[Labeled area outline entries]
- - - -

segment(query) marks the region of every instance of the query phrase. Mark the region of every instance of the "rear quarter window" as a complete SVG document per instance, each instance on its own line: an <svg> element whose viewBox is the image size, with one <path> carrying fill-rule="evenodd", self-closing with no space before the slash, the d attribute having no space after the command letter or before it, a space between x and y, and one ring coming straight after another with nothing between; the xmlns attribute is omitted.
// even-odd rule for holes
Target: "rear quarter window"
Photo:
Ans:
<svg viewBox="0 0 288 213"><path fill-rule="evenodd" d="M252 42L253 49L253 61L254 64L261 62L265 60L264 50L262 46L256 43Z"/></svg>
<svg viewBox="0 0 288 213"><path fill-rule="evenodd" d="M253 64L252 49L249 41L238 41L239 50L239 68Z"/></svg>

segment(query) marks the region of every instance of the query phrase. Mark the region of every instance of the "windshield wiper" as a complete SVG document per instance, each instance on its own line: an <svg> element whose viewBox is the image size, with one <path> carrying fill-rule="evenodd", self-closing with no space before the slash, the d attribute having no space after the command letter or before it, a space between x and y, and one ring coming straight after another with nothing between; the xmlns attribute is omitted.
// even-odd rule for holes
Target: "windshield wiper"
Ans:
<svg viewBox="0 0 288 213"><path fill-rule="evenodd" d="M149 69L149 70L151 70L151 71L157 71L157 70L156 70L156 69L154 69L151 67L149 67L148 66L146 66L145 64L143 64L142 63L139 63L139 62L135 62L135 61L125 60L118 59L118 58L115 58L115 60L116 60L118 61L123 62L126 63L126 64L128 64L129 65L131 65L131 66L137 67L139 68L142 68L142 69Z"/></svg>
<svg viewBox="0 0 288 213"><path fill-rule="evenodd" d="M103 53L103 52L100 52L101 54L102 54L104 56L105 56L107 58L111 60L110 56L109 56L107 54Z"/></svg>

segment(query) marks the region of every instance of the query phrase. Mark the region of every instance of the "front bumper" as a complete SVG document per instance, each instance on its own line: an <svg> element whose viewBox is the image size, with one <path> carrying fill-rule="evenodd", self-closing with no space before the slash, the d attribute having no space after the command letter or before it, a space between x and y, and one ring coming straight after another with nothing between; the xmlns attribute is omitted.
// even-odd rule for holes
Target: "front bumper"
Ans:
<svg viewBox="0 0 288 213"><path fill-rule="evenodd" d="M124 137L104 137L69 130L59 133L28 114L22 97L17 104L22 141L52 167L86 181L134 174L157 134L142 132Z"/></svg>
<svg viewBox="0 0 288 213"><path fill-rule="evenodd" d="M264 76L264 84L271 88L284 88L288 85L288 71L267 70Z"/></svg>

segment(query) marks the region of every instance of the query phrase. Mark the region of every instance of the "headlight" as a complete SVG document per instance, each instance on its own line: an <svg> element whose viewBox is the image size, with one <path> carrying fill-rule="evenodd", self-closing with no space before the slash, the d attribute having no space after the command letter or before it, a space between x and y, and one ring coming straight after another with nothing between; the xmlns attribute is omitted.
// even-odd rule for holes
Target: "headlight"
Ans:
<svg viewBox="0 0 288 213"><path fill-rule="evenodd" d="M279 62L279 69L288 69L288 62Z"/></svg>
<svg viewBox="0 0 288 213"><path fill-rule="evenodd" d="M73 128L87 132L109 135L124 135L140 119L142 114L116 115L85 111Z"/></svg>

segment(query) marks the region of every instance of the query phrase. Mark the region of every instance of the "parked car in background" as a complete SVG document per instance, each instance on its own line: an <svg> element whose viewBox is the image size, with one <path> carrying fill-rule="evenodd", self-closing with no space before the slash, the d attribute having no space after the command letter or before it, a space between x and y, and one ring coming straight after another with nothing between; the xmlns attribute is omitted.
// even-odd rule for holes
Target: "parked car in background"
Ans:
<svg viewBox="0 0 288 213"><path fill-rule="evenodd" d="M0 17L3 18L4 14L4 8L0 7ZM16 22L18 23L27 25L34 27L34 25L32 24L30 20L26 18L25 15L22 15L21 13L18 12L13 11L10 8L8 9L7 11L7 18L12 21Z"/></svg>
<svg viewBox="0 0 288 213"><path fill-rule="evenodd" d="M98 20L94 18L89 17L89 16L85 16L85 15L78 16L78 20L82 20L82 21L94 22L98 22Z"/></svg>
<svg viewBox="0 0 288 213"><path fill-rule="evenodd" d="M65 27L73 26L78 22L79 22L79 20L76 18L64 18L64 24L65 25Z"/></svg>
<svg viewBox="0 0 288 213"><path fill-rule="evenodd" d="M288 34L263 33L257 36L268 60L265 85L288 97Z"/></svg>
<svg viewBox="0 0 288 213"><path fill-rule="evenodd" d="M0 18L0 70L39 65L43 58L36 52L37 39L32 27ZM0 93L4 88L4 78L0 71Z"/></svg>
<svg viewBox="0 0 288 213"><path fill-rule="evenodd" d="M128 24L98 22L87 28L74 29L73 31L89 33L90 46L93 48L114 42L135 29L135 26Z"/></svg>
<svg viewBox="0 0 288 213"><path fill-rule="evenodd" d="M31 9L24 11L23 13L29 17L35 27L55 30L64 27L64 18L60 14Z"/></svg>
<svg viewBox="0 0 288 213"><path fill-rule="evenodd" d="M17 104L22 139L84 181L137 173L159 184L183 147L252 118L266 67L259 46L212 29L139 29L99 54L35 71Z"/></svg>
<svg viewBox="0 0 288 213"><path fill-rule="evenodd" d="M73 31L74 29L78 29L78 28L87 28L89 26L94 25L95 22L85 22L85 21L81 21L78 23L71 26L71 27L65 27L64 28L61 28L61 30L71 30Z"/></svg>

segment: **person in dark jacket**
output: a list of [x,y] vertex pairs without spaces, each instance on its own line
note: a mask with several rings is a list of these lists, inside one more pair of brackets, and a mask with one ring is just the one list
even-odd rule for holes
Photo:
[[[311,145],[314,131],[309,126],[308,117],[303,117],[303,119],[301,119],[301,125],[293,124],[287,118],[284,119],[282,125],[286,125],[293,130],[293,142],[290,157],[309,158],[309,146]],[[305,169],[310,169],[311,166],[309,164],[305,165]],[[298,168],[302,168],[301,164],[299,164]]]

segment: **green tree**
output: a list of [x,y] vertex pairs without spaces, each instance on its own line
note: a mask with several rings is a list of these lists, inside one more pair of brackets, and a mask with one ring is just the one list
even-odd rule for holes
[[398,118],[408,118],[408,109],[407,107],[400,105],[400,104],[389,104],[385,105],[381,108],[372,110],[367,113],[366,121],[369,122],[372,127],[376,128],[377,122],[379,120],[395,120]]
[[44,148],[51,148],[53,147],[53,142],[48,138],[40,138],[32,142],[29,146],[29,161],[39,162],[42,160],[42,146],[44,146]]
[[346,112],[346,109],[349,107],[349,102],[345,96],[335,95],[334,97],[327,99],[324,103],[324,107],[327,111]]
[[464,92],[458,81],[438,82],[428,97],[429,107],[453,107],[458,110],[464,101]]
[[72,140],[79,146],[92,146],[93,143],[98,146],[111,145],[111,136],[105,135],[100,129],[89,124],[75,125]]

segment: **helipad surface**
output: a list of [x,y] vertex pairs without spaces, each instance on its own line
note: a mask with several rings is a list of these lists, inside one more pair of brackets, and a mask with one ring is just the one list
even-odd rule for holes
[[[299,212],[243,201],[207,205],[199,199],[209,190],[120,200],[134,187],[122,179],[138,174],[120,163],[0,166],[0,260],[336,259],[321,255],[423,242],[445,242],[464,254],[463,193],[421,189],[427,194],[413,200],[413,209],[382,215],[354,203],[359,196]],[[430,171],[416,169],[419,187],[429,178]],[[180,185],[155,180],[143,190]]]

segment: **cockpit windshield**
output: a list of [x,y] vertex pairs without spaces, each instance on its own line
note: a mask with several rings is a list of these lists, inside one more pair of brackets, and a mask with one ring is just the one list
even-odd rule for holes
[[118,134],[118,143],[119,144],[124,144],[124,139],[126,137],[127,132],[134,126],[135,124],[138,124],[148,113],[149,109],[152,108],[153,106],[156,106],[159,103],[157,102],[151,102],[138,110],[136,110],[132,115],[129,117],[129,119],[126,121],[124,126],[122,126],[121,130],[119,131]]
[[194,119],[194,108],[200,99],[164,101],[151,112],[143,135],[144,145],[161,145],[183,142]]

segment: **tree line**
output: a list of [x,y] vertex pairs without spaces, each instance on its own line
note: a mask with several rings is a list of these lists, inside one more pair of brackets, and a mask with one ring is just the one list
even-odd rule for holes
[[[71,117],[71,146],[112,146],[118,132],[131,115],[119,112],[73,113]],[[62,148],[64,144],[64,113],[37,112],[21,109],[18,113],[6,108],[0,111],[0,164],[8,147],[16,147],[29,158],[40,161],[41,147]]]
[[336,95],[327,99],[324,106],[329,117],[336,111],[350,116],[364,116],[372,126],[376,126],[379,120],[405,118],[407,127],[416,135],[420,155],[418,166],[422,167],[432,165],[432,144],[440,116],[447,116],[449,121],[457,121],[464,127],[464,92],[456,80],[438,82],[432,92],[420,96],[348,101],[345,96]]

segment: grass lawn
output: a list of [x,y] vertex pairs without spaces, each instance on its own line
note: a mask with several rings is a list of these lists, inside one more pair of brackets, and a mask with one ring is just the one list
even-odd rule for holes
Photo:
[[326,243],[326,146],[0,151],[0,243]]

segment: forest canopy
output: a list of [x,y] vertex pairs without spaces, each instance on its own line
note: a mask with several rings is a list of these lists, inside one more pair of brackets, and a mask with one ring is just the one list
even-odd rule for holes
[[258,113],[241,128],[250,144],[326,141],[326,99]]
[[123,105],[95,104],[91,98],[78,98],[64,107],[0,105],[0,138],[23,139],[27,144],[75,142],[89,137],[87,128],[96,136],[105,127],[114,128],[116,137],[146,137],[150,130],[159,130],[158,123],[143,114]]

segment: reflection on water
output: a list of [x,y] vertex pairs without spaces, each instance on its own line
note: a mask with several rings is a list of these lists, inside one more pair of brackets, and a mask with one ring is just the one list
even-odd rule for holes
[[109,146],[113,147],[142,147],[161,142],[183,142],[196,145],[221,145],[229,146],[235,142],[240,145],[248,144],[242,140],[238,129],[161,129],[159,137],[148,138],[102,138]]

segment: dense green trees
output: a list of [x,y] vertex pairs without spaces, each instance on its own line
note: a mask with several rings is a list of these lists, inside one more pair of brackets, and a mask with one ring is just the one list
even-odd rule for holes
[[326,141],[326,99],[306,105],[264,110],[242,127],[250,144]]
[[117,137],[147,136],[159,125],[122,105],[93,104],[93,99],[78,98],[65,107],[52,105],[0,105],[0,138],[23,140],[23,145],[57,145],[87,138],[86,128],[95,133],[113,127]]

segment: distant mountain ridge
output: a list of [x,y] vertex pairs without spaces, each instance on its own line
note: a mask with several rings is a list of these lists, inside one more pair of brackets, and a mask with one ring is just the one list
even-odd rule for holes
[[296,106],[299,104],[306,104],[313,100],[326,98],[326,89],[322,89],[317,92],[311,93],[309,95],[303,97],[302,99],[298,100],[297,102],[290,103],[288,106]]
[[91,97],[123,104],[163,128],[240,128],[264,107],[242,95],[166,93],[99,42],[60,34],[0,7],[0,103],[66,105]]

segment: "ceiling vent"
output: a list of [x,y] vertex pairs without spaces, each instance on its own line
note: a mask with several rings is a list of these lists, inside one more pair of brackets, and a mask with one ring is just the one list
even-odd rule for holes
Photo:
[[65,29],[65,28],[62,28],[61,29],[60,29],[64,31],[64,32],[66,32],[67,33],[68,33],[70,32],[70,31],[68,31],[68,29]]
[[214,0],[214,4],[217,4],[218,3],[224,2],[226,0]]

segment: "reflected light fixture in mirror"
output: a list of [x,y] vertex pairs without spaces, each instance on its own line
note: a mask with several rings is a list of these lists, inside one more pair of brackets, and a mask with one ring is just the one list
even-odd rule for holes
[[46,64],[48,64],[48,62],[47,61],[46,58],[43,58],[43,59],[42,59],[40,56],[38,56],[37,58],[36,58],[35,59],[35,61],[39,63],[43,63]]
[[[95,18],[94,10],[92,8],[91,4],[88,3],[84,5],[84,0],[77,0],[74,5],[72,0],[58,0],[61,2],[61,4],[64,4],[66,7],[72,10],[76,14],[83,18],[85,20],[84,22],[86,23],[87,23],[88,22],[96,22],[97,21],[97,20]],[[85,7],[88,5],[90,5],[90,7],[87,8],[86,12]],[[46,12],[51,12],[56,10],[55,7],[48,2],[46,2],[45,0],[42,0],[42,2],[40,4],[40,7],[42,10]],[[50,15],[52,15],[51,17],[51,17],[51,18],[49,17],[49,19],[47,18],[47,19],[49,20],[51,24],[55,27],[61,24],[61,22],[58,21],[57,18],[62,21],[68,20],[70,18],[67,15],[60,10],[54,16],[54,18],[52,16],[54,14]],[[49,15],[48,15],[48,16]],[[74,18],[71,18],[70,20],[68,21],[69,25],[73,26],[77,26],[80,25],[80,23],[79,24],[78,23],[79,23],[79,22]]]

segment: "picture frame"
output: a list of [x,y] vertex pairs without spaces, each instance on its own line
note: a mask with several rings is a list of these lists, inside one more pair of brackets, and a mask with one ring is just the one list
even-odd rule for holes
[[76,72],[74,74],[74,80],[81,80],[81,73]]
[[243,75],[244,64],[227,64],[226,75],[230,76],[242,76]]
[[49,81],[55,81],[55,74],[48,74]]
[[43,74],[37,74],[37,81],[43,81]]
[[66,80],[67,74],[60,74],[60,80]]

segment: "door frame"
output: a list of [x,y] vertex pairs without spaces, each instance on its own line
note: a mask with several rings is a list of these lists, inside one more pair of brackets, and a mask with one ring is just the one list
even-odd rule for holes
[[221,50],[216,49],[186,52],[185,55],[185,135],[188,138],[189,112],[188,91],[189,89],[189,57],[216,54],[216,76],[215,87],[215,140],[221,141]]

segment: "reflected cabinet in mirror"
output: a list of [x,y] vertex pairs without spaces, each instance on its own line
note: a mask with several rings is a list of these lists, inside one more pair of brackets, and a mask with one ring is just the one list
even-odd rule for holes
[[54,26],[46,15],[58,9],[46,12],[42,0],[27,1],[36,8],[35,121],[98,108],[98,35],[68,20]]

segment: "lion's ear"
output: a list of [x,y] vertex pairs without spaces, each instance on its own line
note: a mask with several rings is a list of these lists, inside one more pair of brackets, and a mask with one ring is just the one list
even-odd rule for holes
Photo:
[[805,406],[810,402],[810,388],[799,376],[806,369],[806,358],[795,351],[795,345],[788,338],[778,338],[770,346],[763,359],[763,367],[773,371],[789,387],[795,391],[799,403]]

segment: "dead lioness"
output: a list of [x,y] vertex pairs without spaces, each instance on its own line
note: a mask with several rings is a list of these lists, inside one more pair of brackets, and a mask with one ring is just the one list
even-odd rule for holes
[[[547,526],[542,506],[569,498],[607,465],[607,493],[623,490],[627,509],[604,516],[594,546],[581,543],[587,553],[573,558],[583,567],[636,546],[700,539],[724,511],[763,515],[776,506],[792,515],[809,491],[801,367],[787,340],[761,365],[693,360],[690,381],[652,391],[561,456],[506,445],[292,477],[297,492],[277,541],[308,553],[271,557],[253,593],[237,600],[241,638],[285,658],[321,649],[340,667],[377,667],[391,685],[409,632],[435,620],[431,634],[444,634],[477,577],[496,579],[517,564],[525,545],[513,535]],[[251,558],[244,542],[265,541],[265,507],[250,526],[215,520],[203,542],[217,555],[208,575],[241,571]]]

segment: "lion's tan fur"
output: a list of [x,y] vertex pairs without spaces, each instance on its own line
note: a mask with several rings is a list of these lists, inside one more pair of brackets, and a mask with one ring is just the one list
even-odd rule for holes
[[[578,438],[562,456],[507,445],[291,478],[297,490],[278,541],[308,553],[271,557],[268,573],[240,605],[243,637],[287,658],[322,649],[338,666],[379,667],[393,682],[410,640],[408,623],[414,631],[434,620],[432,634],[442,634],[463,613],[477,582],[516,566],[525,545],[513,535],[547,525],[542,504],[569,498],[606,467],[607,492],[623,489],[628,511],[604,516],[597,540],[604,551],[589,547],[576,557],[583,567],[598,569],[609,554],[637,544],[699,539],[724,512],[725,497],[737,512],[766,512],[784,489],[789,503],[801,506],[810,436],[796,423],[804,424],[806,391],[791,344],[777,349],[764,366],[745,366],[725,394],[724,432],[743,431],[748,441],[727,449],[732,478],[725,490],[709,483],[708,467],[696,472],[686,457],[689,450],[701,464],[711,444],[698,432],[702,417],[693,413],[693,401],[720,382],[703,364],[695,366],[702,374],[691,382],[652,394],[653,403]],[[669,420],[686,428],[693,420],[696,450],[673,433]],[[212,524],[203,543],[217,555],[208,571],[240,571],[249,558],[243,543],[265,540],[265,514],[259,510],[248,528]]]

- - - -

**Stated problem:** Find each line of the listing above that contains the string "mirror" and copy those lines. Case counts.

**Reply:**
segment: "reflected light fixture in mirror"
segment: "reflected cabinet in mirror"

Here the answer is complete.